# Material for the task:
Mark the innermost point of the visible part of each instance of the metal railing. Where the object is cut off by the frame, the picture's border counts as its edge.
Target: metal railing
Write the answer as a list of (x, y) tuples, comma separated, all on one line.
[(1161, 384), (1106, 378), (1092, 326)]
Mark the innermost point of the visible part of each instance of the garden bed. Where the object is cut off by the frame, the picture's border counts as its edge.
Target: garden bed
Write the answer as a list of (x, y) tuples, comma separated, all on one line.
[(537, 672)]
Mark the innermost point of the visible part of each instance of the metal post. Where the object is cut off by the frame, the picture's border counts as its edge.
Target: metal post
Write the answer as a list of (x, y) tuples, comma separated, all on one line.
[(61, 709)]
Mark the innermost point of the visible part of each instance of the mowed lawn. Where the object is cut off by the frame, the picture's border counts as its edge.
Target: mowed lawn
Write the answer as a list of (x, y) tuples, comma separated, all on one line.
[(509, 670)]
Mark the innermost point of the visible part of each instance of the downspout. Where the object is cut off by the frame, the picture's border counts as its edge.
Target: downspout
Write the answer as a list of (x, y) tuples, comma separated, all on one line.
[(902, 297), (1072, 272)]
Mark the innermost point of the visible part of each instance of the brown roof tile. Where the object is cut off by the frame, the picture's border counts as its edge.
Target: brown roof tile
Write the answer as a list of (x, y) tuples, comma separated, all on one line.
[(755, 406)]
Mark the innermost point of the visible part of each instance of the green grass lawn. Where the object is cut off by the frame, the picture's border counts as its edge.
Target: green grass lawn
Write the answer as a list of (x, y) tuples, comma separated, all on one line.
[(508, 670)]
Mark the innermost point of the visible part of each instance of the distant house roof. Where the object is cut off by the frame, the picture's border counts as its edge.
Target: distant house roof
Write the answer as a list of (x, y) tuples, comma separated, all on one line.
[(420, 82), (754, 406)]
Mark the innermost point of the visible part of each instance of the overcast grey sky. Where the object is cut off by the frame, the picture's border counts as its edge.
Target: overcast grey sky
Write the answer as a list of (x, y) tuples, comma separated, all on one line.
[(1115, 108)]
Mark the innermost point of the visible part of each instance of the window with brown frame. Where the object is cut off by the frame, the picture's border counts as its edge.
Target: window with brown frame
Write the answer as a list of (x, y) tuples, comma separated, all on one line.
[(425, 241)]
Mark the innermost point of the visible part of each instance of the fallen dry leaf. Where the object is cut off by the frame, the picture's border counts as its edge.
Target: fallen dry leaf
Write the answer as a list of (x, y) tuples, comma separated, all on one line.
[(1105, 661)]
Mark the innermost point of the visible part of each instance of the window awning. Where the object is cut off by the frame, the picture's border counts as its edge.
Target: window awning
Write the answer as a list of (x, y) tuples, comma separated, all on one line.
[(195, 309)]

# Task brief:
Format the listing above as a Markdown table with two columns, Row and Line, giving each line a row number and omitting blank lines.

# Finished answer:
| Row | Line |
|---|---|
| 1 | Mark the innermost point of the visible part of each instance of the metal railing. Where the object is cut off by the frame, the picture's border counts as its edge. |
| 2 | Target: metal railing |
| 3 | Write the answer as a list of (x, y) tuples, comma separated, all on one line. |
| 4 | [(1161, 384), (1106, 378), (1092, 326)] |
| 5 | Mark the innermost point of the visible part of each instance of the garden bed. Where the object is cut off by the frame, the picture's border counts as its edge. |
| 6 | Target: garden bed |
| 7 | Write the answer as a list of (x, y) tuples, comma separated, all on one line. |
| 8 | [(537, 672)] |
| 9 | Mark the innermost point of the visible part of each instance of the metal post. Where the object is cut off by the frame, the picture's border counts as its edge. |
| 10 | Target: metal post |
| 11 | Write the answer as a list of (x, y) tuples, comma separated, all on one line. |
| 12 | [(61, 709)] |
| 13 | Mark the innermost point of the visible part of each instance of the mowed lawn. Where the object is cut off by the frame, the picture's border counts as its edge. |
| 14 | Target: mowed lawn |
| 15 | Write the answer as a list of (x, y) tuples, comma separated, all on one line. |
| 16 | [(509, 670)] |
| 17 | Mark the innermost point of the visible part of each instance of the downspout. Where the object is cut off by the frame, the picture's border counts as its edge. |
| 18 | Target: downspout |
| 19 | Write the answer as a list of (x, y) tuples, comma separated, all on one line. |
| 20 | [(902, 297), (1072, 272)] |
| 21 | Mark the innermost point of the visible part of each instance of the brown roof tile. Where the object is cut off by the frame, the picture's border counts as its edge. |
| 22 | Target: brown roof tile |
| 23 | Write the answer as a list of (x, y) tuples, comma separated, all on one line. |
| 24 | [(755, 406)] |
| 25 | Mark the innermost point of the visible part of each instance of the green grass lawn. Where the object is cut off by the frame, the picture's border counts as its edge. |
| 26 | Target: green grass lawn |
| 27 | Write the answer as a list of (x, y) tuples, comma separated, all on one line. |
| 28 | [(508, 670)] |
| 29 | Mark the innermost point of the visible part of each instance of the distant house roof. Where the object is cut off by the frame, the picture's border counts as its edge. |
| 30 | Target: distant house roof |
| 31 | Write the answer as a list of (x, y) tuples, comma separated, all on one line. |
| 32 | [(420, 82), (754, 406)] |
| 33 | Mark the innermost point of the visible part of each instance of the overcast grey sky. Where the object is cut off by the frame, the picture's border counts as its edge. |
| 34 | Target: overcast grey sky |
| 35 | Write the answer as a list of (x, y) tuples, comma separated, all on one line. |
| 36 | [(1115, 108)] |
| 37 | Mark the innermost point of the visible part of each instance of the window with brown frame. Where the object is cut off by the frame, the picture's border counts as its edge. |
| 38 | Target: window with brown frame |
| 39 | Write the answer as a list of (x, y) tuples, comma separated, all on one line. |
| 40 | [(425, 241)] |
| 41 | Mark the innermost point of the visible part of each instance of the fallen dry leaf. Where the object is cut off by the frame, the picture's border counts as its edge. |
| 42 | Target: fallen dry leaf |
| 43 | Write the answer as a list of (x, y) tuples, comma separated, all on one line. |
| 44 | [(1105, 661)] |
| 45 | Mark the innermost point of the visible part of each instance of the window awning. Where the object is cut off by the frame, the picture's border counts as its edge. |
| 46 | Target: window awning |
| 47 | Write the answer as a list of (x, y) tuples, comma separated, all on one line. |
| 48 | [(195, 309)] |